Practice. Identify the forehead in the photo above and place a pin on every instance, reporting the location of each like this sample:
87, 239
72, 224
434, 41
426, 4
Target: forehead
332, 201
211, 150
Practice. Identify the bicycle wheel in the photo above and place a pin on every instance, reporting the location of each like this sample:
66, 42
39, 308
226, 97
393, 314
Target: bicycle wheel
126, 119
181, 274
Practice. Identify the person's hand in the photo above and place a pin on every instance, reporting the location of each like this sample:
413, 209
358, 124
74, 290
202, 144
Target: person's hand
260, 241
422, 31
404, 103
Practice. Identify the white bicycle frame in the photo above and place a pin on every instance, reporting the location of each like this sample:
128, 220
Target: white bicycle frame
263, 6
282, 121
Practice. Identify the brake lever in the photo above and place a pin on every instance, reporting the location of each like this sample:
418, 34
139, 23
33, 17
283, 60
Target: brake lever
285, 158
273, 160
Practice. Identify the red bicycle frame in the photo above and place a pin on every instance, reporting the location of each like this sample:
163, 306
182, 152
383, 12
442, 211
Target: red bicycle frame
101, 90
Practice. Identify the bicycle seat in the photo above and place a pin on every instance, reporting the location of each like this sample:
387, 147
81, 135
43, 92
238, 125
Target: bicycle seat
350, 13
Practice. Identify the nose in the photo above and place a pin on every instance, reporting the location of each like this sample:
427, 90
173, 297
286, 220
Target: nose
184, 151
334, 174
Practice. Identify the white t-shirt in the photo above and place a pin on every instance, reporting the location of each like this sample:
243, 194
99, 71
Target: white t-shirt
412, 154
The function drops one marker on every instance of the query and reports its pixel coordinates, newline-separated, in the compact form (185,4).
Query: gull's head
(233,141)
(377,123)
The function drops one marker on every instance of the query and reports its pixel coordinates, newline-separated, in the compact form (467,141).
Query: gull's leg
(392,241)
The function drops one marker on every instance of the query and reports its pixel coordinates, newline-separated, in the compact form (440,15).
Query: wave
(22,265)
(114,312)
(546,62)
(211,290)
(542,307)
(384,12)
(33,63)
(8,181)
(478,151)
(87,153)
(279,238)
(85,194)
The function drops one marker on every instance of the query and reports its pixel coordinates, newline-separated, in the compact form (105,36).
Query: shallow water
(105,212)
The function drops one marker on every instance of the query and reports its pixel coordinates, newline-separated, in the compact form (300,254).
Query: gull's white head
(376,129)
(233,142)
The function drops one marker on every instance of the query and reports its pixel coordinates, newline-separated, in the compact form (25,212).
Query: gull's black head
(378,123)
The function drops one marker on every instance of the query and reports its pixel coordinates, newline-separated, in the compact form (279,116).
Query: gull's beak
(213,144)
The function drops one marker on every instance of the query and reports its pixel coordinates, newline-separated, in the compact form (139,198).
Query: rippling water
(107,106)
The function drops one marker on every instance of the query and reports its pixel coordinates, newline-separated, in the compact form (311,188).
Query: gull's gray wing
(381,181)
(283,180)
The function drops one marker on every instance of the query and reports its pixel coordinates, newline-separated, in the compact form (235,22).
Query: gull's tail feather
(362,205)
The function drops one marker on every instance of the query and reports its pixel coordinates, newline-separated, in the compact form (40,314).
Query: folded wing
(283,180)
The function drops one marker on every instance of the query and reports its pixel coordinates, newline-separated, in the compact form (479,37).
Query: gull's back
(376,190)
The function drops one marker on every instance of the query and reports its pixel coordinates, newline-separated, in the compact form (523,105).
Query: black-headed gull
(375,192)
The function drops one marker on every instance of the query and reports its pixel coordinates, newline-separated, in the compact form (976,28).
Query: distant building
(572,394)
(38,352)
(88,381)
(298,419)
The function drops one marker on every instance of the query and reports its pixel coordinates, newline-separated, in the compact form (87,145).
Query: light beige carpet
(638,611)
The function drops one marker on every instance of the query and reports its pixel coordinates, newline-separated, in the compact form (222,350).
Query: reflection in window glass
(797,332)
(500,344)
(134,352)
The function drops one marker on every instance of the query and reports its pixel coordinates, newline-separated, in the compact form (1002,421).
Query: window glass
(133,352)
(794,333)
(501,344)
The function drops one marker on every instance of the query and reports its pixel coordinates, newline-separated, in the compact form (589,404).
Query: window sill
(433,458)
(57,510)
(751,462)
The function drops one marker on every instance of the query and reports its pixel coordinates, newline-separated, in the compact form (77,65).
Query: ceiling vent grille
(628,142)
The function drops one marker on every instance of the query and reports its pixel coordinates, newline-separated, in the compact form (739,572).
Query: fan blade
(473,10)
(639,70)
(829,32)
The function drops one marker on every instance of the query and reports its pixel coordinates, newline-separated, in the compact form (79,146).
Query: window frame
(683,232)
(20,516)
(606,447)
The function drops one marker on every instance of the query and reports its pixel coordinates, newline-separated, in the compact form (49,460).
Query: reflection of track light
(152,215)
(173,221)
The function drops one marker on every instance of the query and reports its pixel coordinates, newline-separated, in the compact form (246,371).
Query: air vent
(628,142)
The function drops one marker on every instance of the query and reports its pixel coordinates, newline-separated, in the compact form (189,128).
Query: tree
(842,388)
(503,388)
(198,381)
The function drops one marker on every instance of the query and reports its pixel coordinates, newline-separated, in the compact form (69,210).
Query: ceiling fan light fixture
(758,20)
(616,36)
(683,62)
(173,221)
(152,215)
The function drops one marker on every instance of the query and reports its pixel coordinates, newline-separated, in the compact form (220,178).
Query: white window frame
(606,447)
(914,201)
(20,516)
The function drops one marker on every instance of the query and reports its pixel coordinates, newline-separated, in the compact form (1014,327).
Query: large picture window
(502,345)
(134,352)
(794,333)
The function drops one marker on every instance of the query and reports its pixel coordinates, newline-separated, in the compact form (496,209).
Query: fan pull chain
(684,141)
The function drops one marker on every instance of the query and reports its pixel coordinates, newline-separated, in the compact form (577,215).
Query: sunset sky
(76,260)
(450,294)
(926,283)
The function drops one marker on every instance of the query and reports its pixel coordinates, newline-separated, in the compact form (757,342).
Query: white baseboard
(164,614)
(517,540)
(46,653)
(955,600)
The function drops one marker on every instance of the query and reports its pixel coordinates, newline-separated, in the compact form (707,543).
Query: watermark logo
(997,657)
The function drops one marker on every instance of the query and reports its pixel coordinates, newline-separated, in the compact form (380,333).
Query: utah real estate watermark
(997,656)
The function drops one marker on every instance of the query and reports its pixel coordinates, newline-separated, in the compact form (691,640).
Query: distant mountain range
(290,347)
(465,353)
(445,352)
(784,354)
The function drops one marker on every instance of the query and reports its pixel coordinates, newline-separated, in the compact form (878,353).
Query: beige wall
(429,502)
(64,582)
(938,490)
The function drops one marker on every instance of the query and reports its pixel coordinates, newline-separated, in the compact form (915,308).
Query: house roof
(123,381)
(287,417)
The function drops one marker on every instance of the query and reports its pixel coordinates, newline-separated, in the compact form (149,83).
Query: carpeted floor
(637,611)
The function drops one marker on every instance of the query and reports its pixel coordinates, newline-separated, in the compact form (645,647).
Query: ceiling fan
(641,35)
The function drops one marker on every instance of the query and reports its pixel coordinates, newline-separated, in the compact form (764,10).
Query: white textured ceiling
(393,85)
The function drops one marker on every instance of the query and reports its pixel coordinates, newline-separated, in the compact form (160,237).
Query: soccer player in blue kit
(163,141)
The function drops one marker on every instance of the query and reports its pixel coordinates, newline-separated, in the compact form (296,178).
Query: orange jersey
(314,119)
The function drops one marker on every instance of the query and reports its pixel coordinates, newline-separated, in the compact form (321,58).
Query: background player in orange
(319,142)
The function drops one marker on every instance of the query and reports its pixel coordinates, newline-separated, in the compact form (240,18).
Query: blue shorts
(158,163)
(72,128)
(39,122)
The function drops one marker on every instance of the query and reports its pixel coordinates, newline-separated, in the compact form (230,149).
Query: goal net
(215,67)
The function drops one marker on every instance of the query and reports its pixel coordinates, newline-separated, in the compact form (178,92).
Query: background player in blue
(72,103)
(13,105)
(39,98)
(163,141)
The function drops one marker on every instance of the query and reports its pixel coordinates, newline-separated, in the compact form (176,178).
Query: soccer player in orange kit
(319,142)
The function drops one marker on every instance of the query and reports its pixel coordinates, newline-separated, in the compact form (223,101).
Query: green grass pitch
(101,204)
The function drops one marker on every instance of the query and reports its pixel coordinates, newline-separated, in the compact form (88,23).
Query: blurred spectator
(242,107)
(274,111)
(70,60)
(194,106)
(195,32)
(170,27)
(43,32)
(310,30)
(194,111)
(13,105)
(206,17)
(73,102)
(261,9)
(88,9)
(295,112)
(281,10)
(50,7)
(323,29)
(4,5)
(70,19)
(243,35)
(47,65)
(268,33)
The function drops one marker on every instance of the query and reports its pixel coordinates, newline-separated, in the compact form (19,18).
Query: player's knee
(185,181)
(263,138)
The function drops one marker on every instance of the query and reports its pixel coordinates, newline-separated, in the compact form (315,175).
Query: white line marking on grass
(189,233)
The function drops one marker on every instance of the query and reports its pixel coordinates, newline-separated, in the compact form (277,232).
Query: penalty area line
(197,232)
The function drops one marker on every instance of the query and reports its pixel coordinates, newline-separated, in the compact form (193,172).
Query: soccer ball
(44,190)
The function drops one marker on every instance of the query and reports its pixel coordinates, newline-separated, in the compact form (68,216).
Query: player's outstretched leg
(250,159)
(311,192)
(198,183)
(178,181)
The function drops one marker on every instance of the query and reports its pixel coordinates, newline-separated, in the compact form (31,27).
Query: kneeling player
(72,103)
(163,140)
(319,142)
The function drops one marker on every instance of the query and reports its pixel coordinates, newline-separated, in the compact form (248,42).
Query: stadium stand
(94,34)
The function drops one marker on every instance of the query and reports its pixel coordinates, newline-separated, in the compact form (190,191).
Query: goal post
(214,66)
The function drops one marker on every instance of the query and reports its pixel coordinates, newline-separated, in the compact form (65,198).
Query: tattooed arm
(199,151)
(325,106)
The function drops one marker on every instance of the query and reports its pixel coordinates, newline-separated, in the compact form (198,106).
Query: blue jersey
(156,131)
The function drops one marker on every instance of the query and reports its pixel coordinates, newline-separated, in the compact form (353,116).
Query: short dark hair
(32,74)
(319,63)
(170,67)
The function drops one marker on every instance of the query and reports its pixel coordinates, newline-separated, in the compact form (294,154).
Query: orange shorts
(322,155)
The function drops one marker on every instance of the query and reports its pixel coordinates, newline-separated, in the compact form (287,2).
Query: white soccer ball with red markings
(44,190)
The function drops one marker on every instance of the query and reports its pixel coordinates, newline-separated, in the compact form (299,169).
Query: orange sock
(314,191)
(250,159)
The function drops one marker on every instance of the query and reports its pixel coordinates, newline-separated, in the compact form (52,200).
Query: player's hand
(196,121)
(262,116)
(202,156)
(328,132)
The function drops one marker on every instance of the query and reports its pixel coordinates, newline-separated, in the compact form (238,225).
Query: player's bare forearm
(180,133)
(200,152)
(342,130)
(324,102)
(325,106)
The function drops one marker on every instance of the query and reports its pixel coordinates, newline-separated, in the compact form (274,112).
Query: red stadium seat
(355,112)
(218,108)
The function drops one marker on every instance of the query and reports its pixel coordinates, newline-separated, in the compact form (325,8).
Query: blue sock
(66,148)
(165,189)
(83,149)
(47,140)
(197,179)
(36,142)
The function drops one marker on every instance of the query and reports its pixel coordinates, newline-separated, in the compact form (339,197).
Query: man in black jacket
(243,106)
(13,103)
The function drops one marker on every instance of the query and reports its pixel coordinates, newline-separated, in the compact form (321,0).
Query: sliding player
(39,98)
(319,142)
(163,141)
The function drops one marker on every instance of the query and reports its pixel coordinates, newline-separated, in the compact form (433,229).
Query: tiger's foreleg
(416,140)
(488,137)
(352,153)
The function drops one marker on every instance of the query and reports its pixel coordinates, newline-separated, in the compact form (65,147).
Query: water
-*-*-
● **Exercise aim**
Only the lines from the one containing "compact form (353,116)." to the end of the data should be printed, exactly as they stand.

● **The reply**
The function drops one marker on every instance of the query and reports its pixel coordinates, newline-separated, in the compact form (353,116).
Query: short dark hair
(32,74)
(319,63)
(170,67)
The function drops one marker on every instance of the query and reports its pixel coordinates, newline-separated, in the compact form (294,154).
Query: orange shorts
(322,155)
The function drops one marker on every instance of the query and reports its pixel coordinates, newline-separated, in the compact form (287,2).
Query: white soccer ball with red markings
(44,190)
The function drops one marker on every instance of the query and reports its pixel coordinates, newline-separated, in the compact form (299,169).
Query: orange sock
(314,191)
(250,159)
The function drops one marker on every instance of the query and reports its pixel coordinates, newline-separated, in the compact form (52,200).
Query: player's hand
(196,121)
(262,116)
(202,156)
(328,132)
The function drops one marker on every instance of the query and reports its pixel coordinates, newline-separated, in the compact form (238,225).
Query: player's bare forearm
(180,133)
(200,152)
(342,130)
(324,102)
(325,106)
The function drops one marker on every instance of the query and reports its pixel coordinates, newline-separated, in the compact form (274,112).
Query: red stadium seat
(355,112)
(218,108)
The function drops one marker on every instance of the query and reports its pixel coordinates, newline-separated, in the compact form (325,8).
Query: blue sock
(66,148)
(165,189)
(83,149)
(47,140)
(197,179)
(36,142)
The function drops one marker on every instance of the query and reports its pixel coordinates, newline-separated, in the compact form (339,197).
Query: man in black jacket
(243,106)
(13,103)
The function drops one marker on every instance of the query and reports its pixel coordinates, newline-separated, in the compact form (321,0).
Query: sliding player
(39,98)
(319,142)
(163,141)
The function drops one marker on every instance of the query and reports its pixel coordinates, newline-separated, in the compact form (433,229).
Query: tiger's foreleg
(416,140)
(488,137)
(352,153)
The function drops one marker on every instance of the query and reports its pixel coordinates, newline-separated, in the compact form (65,147).
Query: water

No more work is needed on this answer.